● THE RECORDS:
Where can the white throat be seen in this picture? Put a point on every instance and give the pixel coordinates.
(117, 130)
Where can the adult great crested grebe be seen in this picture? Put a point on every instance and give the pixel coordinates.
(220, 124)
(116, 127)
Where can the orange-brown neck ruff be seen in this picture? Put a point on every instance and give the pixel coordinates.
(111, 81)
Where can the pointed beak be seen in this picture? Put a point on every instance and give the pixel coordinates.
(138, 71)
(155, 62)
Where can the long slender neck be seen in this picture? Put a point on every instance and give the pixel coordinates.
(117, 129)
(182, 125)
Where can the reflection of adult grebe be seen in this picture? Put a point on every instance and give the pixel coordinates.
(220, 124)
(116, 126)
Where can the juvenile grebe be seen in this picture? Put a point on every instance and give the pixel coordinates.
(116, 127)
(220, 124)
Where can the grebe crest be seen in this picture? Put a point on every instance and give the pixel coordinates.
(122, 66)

--

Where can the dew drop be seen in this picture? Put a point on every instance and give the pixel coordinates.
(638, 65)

● WRITTEN TASK: Count the lines in the data above that contain the word "seen". Reply with the number alone.

● SOLVED EXERCISE: 9